##### Vorliegender Text #####

Karl Nolle, MdL

Lausitzer Rundschau, 20.01.2007

Cornelius Weiss bleibt SPD-Fraktionschef - Dennoch geordneter Rückzug binnen Jahresfrist

Zumindest vor den Türen der SPD-Fraktion im Dresdner Landtag war die Stimmung gestern Mittag einigermaßen gelöst.
 
Während im Saal A 300 noch die Schlachtordnung für die nächste Plenarwoche diskutiert wurde, trafen sich auf dem Flur schon erste Sozialdemokraten zum kurzen Gespräch und Gelächter. Die Gelassenheit hatte ihren Grund: Nach wochenlangen Querelen um Fraktionschef Cornelius Weiss, der trotz anderer Ankündigungen zur Wiederwahl angetreten war und damit Widersacher auf den Plan gerufen hatte, wurde ein Ausweg aus dem internen Dilemma gefunden – zur Überraschung von Beobachtern und Beteiligten.

Zum Auftakt der Sitzung hatte Weiss in einer persönlichen Erklärung seinen baldigen Abgang angekündigt. Er werde „den Staffelstab und ein geordnetes Haus innerhalb eines Jahres an einen Nachfolger übergeben, der von den Abgeordneten getragen werde“, so Weiss. Dies sei rechtzeitig vor der nächsten Landtagswahl. Die Offerte blieb nicht ohne Wirkung.

#####

Aufgabenstellung:
1. Innerhalb welcher Frist will Cornelius Weiss laut dem Artikel über seinen Rückzug den Staffelstab an einen Nachfolger übergeben?
2. Erläutern Sie anhand des Artikels über Cornelius Weiss, weshalb die Stimmung vor den Türen der SPD-Fraktion gelöst war.
3. Führen Sie den Artikel über Cornelius Weiss im Anschluss an seinen letzten Satz weiter.

##### Vorliegende Datensätze #####

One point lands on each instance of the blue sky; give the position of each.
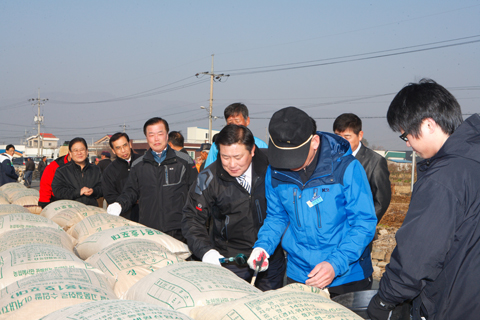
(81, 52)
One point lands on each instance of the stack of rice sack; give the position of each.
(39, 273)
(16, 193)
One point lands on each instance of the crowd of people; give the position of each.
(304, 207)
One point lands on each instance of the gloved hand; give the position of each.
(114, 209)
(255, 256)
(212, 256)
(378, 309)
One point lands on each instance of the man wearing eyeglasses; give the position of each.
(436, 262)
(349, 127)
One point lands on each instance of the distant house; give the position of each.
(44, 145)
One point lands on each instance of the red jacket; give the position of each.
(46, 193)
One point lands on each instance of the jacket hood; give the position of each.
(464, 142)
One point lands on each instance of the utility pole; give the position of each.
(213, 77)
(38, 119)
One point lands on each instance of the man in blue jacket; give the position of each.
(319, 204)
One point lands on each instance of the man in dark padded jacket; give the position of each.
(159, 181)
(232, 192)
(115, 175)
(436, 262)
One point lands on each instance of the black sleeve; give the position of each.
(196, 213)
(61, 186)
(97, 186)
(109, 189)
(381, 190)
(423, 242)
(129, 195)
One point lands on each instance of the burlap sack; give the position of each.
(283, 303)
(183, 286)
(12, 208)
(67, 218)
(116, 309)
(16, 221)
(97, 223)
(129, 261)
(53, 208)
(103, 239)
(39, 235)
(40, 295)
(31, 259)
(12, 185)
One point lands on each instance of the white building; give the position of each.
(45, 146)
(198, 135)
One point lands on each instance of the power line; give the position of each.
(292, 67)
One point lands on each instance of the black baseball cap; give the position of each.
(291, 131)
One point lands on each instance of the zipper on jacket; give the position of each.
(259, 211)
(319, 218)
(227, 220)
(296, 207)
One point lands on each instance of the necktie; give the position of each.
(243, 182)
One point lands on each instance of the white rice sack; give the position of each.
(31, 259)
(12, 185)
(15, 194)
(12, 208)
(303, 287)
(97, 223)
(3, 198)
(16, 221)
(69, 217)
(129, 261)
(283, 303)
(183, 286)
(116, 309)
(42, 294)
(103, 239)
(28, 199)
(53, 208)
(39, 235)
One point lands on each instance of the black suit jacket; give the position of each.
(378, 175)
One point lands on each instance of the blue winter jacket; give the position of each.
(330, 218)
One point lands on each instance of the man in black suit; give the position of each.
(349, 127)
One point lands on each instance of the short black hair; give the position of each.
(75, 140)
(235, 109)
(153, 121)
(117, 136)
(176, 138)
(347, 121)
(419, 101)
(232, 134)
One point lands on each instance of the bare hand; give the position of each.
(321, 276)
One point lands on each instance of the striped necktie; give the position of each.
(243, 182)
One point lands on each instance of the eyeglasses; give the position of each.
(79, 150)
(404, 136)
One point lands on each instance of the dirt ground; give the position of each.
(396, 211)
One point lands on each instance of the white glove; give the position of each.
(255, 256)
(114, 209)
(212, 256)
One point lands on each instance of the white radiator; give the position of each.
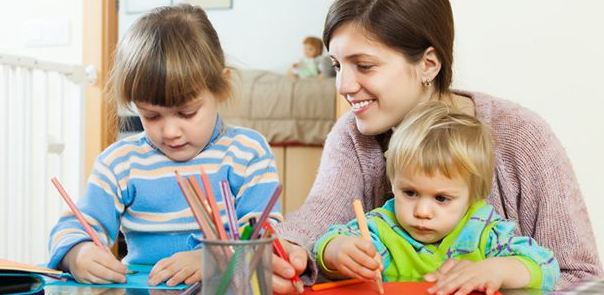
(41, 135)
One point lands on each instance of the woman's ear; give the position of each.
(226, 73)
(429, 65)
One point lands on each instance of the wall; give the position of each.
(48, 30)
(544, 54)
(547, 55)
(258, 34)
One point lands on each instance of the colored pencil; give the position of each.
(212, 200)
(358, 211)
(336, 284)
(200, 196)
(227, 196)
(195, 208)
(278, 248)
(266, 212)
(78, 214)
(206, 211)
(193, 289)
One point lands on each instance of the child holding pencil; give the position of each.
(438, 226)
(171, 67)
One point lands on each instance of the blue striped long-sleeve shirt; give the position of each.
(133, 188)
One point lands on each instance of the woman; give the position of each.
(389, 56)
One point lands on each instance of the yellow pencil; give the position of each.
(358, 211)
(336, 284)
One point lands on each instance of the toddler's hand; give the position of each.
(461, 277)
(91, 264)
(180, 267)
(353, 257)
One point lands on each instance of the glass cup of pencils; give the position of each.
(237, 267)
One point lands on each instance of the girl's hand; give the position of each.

#####

Lösungen:
1. Innerhalb eines Jahres.

2. Nach wochenlangen Querelen um Fraktionschef Weiss, der entgegen früheren Ankündigungen erneut zur Wahl angetreten war und dadurch Widersacher auf den Plan gerufen hatte, war ein Ausweg aus dem internen Dilemma gefunden worden. Dies kam für Beobachter und Beteiligte überraschend.

3.
Besiegelter Kompromiss

Statt des befürchtet knappen Ergebnisses von 7:5 Stimmen, dass den früheren Leipziger Uni-Rektor und die ganze Fraktion beschädigt hätte, kam er mit Zehn Ja-Stimmen und nur zwei Ablehnungen davon.

Der Kompromiss war erst seit Dienstag im engen Kreis ausgehandelt und in einem Telefonat mit Parteichef und Wirtschaftsminister Thomas Jurk, der zur Zeit Indien bereist, besiegelt worden. Ohne Kritik verlief die Aussprache dennoch nicht. Die Abgeordneten Gunther Hatzsch und Johannes Gerlach, die im Vorfeld verlangt hatten, Weiss möge einem jüngeren Platz machen, sparten auch in der Sitzung nicht mit klaren Worten. „Die Probleme, die bisher nicht gelöst wurden, sind nur um ein Jahr verschoben worden“, monierte Gerlach. Er erwarte, dass Weiss jetzt endlich für einen Übergang sorge. „Die Fraktion muss miteinander reden, nicht nur in Kungelrunden.“

Als Fraktionsvize fiel Gerlach jedoch bei den Kollegen durch. Er erhielt nur vier der zwölf Stimmen. Damit sei eher fraglicher geworden, dass er 2008 noch einmal für den Fraktionsvorsitz kandiere, räumte Gerlach ein.

Einen Nachfolger finden

Ein anderer möglicher Kandidat – der Gewerkschafter Stefan Brangs – wie auch SPD-Querkopf Karl Nolle atmeten indes auf. Die Fraktion habe sich aus einer Ecke befreit, in die sie ohne Not geraten sei. Für Weiss gelte nun die klare Aufgabe, so Nolle, in den nächsten Monaten mit offenen Gesprächen einen Nachfolger zu finden.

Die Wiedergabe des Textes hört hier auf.